Stored dataset items:
== Segment start ==

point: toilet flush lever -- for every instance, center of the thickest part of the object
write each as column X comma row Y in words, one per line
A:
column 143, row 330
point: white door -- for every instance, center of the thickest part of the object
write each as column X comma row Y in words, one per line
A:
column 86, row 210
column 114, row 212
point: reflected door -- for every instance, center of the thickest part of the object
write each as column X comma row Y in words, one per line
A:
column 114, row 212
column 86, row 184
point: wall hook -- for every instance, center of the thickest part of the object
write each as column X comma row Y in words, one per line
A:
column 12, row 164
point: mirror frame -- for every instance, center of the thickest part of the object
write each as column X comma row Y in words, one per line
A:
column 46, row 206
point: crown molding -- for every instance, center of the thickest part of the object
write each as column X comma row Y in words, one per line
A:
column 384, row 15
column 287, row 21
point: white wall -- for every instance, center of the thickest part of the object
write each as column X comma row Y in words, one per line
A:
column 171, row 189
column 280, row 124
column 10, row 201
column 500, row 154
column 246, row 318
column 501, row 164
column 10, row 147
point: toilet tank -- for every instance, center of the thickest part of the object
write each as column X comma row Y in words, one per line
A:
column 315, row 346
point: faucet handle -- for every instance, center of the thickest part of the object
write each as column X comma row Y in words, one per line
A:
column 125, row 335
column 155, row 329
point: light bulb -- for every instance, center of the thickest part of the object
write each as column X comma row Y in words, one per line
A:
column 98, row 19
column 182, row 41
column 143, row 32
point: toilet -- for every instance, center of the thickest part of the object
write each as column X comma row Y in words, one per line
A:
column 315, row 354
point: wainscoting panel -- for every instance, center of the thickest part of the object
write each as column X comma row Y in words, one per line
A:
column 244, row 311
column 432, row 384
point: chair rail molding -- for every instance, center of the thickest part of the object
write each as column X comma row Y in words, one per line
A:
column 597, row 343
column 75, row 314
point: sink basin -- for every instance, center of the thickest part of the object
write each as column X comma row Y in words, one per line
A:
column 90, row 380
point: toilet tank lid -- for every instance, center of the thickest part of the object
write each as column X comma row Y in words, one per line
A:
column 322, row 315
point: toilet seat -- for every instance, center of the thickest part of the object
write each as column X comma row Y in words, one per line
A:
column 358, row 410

== Segment end ==

#### [Task objective]
Check the data for the word "tank" and pull out the lines that have it.

#### [Response to this exercise]
point: toilet tank -- for every instance, center of the thickest part of the object
point: toilet tank lid -- for every instance, center of the thickest part of the object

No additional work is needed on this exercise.